§ 引用文
<<<<

むし歯って何?
口の中に住みついているむし歯菌が出す酸によって、歯が溶けて破壊された状態をむし歯(う蝕 Dental caries)といいます。
最近では減少傾向にありますが、むし歯は多くの人がかかる病気です。むし歯の進行度合いに応じて、冷たいもので歯がしみる冷水痛からはじまり、熱い物でも歯がしみる温水痛、そのうちに何もしなくてもズキズキとした痛みがある自発痛の症状があらわれます。むし歯が歯の神経(歯髄)にまで達すると、炎症を引き起こします。さらにむし歯が進行すると、歯の神経の炎症は慢性化して痛みはなくなります。しかし、大きな穴があき、神経が死んだ歯は枯れ木のようになり、場合によっては、歯を噛んだだけで欠けてしまうこともあります。
むし歯菌の感染
むし歯の原因菌は食べ物の糖質をエサにして、歯を溶かす酸をつくり出します。むし歯の原因菌は誰の口の中にも、高い確率で存在しています。多くの場合、むし歯の原因菌は歯がはえはじめのころに、お母さんなどの身の回りの世話をしてくれる人から感染して定着するようです。家族は食事をともにする機会が多いため、むし歯菌の数は家庭によって差があります。

>>>>

§ データ一覧
<<<<

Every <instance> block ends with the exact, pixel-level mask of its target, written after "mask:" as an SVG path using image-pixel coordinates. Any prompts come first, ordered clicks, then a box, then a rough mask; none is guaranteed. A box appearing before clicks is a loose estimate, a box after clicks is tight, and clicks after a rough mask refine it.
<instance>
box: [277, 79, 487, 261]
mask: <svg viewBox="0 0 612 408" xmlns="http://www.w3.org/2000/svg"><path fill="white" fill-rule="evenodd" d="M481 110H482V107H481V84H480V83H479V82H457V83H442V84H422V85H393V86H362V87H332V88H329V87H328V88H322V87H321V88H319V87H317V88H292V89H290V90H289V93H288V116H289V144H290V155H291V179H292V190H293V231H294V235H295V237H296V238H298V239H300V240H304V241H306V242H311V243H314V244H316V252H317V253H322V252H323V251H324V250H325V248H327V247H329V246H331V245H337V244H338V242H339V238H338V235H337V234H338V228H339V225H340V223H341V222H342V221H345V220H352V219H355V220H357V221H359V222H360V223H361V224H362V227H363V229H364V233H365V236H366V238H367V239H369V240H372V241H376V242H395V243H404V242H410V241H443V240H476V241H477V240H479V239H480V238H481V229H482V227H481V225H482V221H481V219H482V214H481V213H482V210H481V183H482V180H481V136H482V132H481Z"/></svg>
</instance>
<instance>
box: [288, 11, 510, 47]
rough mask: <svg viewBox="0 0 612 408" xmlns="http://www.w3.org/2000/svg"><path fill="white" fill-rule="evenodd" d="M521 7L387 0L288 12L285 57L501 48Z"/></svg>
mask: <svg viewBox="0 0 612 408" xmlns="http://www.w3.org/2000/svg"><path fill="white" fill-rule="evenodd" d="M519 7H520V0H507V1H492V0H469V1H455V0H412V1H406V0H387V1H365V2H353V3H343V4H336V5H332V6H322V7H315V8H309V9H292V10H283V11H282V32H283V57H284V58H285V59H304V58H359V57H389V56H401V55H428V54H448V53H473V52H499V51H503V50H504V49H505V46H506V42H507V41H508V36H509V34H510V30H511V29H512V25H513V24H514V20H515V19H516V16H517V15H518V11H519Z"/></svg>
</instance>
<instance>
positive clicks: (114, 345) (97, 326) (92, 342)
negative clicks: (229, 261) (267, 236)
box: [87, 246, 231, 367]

>>>>

§ 作業内容 1
むし歯の文章の一部を、「最近では減少傾向にありますが」を含むところから始めて「は家庭によって差があります。」のあとで終わる範囲で、「枯れ木」を「朽ち木」に置き換えて書き直してください。
§ 作業内容 2
むし歯についての文章を、最後の文に続けて書き継いでください。
データは参照しなくてかまいません。

§ 作業結果 1
最近では減少傾向にありますが、むし歯は多くの人がかかる病気です。むし歯の進行度合いに応じて、冷たいもので歯がしみる冷水痛からはじまり、熱い物でも歯がしみる温水痛、そのうちに何もしなくてもズキズキとした痛みがある自発痛の症状があらわれます。むし歯が歯の神経(歯髄)にまで達すると、炎症を引き起こします。さらにむし歯が進行すると、歯の神経の炎症は慢性化して痛みはなくなります。しかし、大きな穴があき、神経が死んだ歯は朽ち木のようになり、場合によっては、歯を噛んだだけで欠けてしまうこともあります。
むし歯菌の感染
むし歯の原因菌は食べ物の糖質をエサにして、歯を溶かす酸をつくり出します。むし歯の原因菌は誰の口の中にも、高い確率で存在しています。多くの場合、むし歯の原因菌は歯がはえはじめのころに、お母さんなどの身の回りの世話をしてくれる人から感染して定着するようです。家族は食事をともにする機会が多いため、むし歯菌の数は家庭によって差があります。

§ 作業結果 2
むし歯ができる仕組み
口内細菌のなかでも酸をつくる細菌は種類が限られ、強力なむし歯菌の一つであるミュータンス菌は、砂糖など甘い物だけでなく、炭水化物からも歯に粘着する物質と酸をつくり出します。むし歯菌は私たちが食事をしているのと同時に酸をつくります。つまり食事をしている間、歯の表面はむし歯の初期である脱灰を起こしています。ただ、その後、唾液が酸を中和することで、歯の表面を再石灰し、むし歯の一方的な進行を防いでいます。食事をダラダラと食べたり、砂糖がたっぷりの甘いものをたくさん食べたり、唾液が少なかったりすると脱灰は一気に進み、むし歯になってしまいます。
むし歯を防ぐ食習慣
むし歯を予防するためには以下のような点に気をつける必要があります。
・食事をダラダラと食べない
・間食を控える
・糖分の多いものをたくさん食べない
・バランスの取れた食事を心がける
・よく噛んで唾液の分泌を促す
むし歯予防には、歯磨きだけではなく、脱灰と再石灰のバランスを取る食事内容と食習慣も重要なのです。